(Stored items)
'''

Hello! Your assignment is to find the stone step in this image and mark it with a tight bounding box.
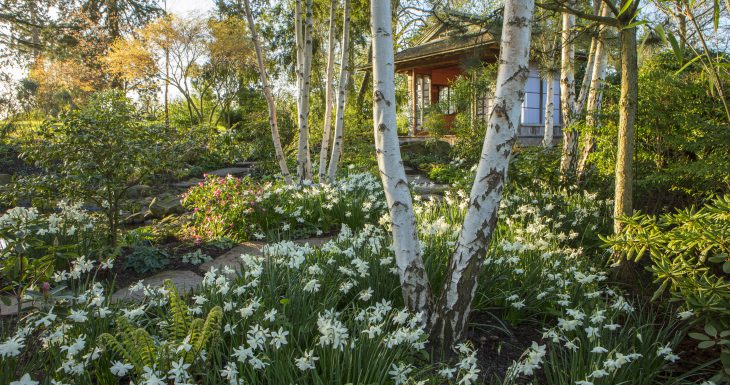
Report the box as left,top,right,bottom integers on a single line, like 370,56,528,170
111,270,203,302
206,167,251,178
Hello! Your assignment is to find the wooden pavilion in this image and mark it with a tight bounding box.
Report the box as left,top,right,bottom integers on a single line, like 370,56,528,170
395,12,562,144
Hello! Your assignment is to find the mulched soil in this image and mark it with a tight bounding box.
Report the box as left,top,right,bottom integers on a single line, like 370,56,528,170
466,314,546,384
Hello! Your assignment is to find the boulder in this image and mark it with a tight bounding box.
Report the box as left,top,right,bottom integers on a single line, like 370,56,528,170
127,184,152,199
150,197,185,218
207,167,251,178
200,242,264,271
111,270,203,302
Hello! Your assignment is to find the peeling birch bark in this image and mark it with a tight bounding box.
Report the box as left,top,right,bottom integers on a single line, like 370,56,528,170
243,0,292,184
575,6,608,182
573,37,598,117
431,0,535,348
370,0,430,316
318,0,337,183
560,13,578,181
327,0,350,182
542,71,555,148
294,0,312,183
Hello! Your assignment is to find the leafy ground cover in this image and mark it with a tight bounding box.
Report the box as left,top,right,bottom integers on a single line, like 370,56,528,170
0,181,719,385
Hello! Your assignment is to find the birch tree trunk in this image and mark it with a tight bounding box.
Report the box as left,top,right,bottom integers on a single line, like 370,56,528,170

'''

### DESCRIPTION OF THE TASK
Copy out each of the stored items above word for word, leaving out the pictures.

### WRITTEN ANSWER
Hello! Your assignment is to find the stone step in this image and mark it with a tight bounding box.
Report the box as left,top,right,bottom integers on a single line, like 370,56,528,170
111,270,203,302
206,167,251,178
Hello! Your assignment is to find the wooden pavilion in this image and mark it with a tight bounding box.
Report the box as left,top,right,bottom integers on a single line, like 370,56,528,170
395,12,562,144
Hello! Your assignment is to find the mulched soil in this image and mark it with a tight bounding box.
Report the box as left,top,right,bottom integers on a single line, like 370,56,528,170
466,314,546,384
Hello! Your assignment is to find the boulder in this image and mark it with a tight bounding box.
Report the box as left,top,right,bottom integers on a single line, like 370,56,528,170
127,184,152,199
150,197,185,218
207,167,251,178
200,242,264,271
111,270,203,302
Hello! Your assignment is to find the peeling birch bark in this image and mark it with a tight bounding box.
Report the box as left,top,right,bottom integers on a single line, like 370,56,528,170
243,0,292,184
575,6,608,182
573,37,598,117
431,0,535,348
370,0,430,316
318,0,337,183
560,13,578,181
327,0,350,182
542,71,555,148
294,0,312,183
Hello! Your assignment is to find the leafy ground cover in this image and mark it with a tight bounding box.
Report the box as left,top,right,bottom integers on a single line, like 370,56,528,170
0,181,719,385
Hello! Your assignment is to find the birch tree trunk in this image and mark it with a tight bounding box.
Report the box as left,top,right,bottom integers on a single line, like 370,56,528,170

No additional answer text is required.